Records excerpted from a collection:
*** Block opens ***

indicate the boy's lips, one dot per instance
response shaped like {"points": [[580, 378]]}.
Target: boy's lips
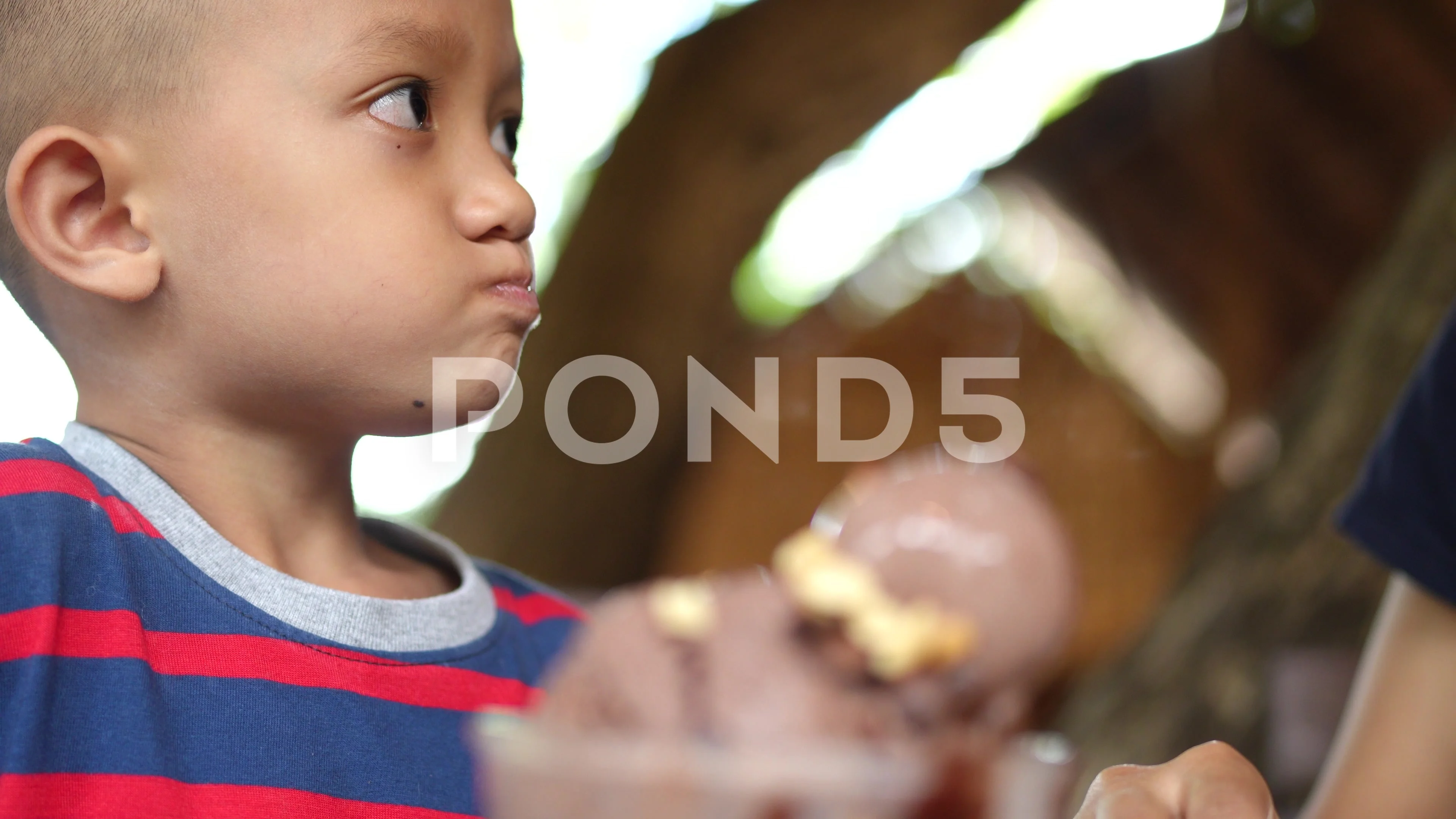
{"points": [[519, 290]]}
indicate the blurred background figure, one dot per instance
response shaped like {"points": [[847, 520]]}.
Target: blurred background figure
{"points": [[1216, 234]]}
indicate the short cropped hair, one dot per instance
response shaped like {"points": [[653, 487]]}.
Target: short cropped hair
{"points": [[86, 63]]}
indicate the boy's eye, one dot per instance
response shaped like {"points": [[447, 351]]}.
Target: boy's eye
{"points": [[503, 138], [407, 107]]}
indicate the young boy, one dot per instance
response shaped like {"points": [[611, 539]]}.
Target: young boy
{"points": [[249, 226], [1397, 750]]}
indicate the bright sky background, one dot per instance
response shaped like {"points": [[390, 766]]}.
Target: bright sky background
{"points": [[586, 66], [995, 101]]}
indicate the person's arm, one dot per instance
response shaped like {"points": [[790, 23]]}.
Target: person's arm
{"points": [[1395, 754], [1397, 748]]}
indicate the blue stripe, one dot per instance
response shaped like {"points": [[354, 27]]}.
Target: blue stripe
{"points": [[117, 717]]}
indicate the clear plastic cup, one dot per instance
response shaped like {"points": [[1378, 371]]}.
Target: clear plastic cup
{"points": [[530, 773]]}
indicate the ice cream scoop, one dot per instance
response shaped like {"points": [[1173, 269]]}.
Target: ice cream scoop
{"points": [[981, 543]]}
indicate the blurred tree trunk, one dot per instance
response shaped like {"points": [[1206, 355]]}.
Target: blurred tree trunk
{"points": [[1270, 572], [736, 116]]}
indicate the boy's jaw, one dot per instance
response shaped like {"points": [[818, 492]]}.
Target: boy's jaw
{"points": [[318, 259]]}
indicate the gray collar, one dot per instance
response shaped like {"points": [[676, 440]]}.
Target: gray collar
{"points": [[376, 624]]}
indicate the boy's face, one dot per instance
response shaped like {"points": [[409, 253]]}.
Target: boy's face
{"points": [[343, 209]]}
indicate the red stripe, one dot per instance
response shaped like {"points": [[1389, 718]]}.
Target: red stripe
{"points": [[34, 475], [118, 634], [117, 796], [535, 607]]}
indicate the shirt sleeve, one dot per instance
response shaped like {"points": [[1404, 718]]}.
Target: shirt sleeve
{"points": [[1404, 505]]}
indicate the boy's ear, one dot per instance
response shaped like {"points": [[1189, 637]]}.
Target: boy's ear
{"points": [[69, 199]]}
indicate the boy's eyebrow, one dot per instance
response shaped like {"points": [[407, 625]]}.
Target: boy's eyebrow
{"points": [[404, 36]]}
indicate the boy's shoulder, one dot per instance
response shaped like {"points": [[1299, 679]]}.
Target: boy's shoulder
{"points": [[526, 599], [41, 483]]}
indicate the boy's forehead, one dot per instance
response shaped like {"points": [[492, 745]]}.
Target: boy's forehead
{"points": [[379, 31]]}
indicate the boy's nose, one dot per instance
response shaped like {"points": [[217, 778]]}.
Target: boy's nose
{"points": [[493, 205]]}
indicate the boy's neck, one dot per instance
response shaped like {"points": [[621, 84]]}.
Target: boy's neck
{"points": [[284, 499]]}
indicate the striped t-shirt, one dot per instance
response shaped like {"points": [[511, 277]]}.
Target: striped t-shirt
{"points": [[152, 670]]}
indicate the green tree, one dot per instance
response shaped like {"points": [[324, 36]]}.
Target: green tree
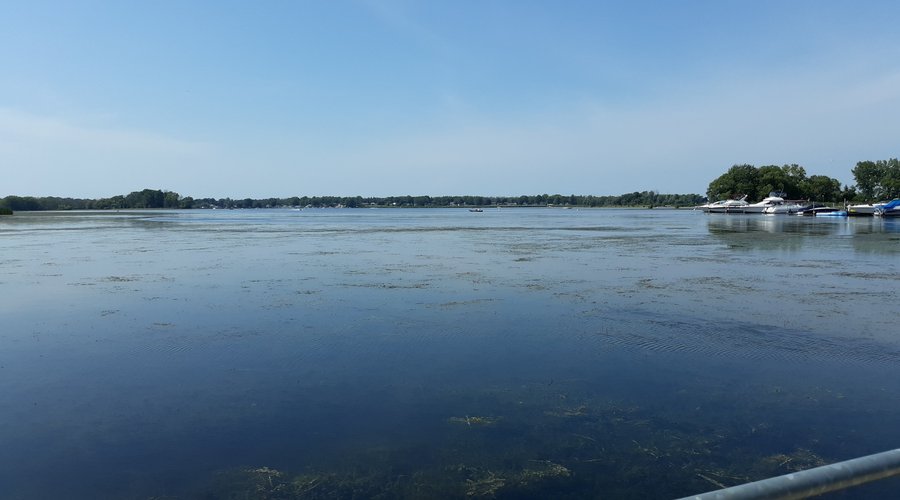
{"points": [[738, 181], [868, 176]]}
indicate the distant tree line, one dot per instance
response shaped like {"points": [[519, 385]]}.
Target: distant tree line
{"points": [[876, 180], [150, 198]]}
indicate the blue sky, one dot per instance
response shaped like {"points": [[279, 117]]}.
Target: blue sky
{"points": [[374, 98]]}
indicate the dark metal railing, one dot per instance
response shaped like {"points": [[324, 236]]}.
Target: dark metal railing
{"points": [[815, 481]]}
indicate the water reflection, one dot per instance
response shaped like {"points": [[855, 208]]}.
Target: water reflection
{"points": [[867, 234]]}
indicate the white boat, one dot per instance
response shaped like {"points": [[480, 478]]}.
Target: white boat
{"points": [[889, 209], [784, 208], [761, 206], [865, 209], [727, 206]]}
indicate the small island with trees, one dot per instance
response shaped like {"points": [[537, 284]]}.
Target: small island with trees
{"points": [[875, 180]]}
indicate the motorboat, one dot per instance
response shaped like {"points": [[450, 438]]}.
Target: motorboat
{"points": [[890, 209], [866, 208], [728, 206], [787, 208], [773, 200]]}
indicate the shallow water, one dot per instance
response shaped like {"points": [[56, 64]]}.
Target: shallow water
{"points": [[440, 353]]}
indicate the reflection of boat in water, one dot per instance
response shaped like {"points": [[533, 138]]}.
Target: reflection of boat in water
{"points": [[890, 209], [823, 211]]}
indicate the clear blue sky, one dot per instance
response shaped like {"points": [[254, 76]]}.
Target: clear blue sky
{"points": [[270, 98]]}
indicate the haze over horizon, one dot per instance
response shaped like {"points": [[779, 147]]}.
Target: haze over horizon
{"points": [[380, 98]]}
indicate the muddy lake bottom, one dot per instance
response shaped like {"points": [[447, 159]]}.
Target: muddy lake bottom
{"points": [[515, 353]]}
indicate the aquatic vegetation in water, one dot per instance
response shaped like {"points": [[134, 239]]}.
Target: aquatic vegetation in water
{"points": [[474, 421]]}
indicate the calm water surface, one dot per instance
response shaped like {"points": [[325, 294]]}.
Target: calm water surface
{"points": [[521, 353]]}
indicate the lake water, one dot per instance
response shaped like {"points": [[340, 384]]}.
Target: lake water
{"points": [[438, 353]]}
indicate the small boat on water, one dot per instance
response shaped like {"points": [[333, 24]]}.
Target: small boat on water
{"points": [[865, 209], [890, 209], [726, 206], [787, 208]]}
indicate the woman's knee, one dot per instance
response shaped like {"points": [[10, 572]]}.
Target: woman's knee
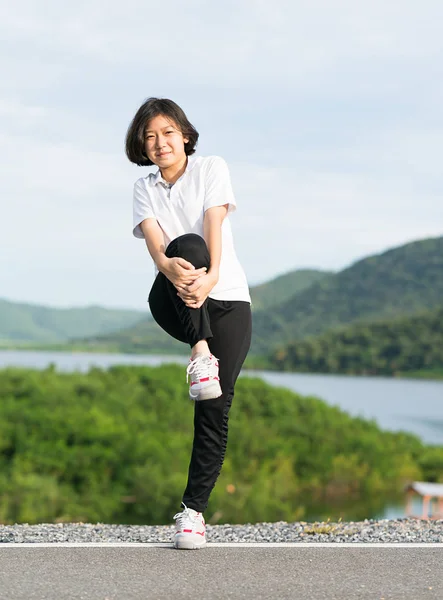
{"points": [[191, 247]]}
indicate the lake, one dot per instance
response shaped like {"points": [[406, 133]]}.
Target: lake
{"points": [[410, 405]]}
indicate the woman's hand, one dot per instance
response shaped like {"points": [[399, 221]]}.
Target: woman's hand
{"points": [[180, 272], [195, 294]]}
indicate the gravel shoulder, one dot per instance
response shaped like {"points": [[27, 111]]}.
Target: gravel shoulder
{"points": [[398, 530]]}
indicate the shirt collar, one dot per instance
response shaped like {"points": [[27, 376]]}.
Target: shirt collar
{"points": [[157, 178]]}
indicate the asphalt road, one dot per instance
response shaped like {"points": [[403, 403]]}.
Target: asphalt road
{"points": [[311, 573]]}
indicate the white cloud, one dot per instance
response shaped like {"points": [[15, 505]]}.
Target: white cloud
{"points": [[326, 112]]}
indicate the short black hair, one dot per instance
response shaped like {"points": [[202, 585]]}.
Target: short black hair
{"points": [[153, 107]]}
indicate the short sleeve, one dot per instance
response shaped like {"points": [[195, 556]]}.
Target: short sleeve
{"points": [[142, 208], [218, 188]]}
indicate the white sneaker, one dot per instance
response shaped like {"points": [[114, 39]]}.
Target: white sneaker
{"points": [[205, 382], [191, 528]]}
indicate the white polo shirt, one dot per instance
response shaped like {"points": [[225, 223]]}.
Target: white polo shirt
{"points": [[180, 209]]}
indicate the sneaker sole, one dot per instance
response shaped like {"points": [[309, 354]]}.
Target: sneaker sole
{"points": [[209, 394], [183, 544]]}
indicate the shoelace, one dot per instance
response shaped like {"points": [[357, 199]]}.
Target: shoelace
{"points": [[199, 367], [185, 518]]}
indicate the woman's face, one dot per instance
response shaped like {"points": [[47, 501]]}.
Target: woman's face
{"points": [[164, 142]]}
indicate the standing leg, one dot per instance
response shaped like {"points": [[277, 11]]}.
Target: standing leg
{"points": [[231, 327]]}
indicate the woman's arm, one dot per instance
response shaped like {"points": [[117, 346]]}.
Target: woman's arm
{"points": [[178, 270]]}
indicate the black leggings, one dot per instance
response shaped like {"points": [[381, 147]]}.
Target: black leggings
{"points": [[226, 325]]}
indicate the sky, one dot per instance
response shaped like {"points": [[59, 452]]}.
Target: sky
{"points": [[328, 113]]}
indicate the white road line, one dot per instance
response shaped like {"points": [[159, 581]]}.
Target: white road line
{"points": [[224, 545]]}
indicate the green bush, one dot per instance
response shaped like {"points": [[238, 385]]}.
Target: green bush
{"points": [[113, 446]]}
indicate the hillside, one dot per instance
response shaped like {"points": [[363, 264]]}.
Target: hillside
{"points": [[402, 345], [401, 281], [147, 336], [40, 324], [284, 286]]}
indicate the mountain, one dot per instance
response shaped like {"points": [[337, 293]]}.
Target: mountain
{"points": [[284, 286], [147, 336], [401, 345], [400, 281], [40, 324]]}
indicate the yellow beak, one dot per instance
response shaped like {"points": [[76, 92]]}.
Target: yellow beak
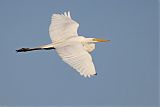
{"points": [[100, 40]]}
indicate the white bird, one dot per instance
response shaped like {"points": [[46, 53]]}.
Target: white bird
{"points": [[73, 49]]}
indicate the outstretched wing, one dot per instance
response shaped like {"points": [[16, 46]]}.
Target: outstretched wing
{"points": [[62, 27], [78, 58]]}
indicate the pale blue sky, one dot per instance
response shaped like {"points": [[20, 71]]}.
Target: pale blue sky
{"points": [[127, 67]]}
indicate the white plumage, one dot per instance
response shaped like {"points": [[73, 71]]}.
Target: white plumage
{"points": [[73, 49], [75, 54]]}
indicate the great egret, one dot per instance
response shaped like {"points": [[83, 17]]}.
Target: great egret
{"points": [[73, 49]]}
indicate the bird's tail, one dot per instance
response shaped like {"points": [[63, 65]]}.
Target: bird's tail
{"points": [[45, 47]]}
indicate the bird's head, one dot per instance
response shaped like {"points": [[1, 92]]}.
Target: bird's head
{"points": [[99, 40]]}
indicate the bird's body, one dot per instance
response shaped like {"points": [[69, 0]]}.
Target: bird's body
{"points": [[73, 49]]}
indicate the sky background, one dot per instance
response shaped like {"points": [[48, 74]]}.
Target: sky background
{"points": [[127, 66]]}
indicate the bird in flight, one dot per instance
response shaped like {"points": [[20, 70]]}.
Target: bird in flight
{"points": [[73, 49]]}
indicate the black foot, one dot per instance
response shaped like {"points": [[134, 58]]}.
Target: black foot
{"points": [[23, 50]]}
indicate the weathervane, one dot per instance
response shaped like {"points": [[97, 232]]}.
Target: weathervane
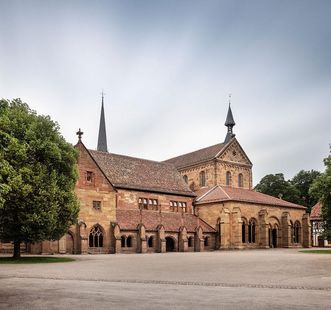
{"points": [[79, 133]]}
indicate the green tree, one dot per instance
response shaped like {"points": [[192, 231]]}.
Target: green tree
{"points": [[302, 182], [276, 185], [37, 177], [321, 190]]}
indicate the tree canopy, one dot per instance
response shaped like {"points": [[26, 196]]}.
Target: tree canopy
{"points": [[295, 190], [37, 177], [321, 190]]}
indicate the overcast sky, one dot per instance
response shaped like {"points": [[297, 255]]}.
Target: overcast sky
{"points": [[167, 68]]}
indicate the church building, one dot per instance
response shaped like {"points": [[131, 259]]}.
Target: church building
{"points": [[200, 201]]}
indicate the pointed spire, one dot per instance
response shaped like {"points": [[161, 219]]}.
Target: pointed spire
{"points": [[230, 123], [102, 138]]}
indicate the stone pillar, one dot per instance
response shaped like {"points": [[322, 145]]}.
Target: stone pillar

*** Block closes ***

ASSIGNMENT. How many lines in the records above contain the string "pillar"? State the number and nothing more.

RESPONSE AREA. 2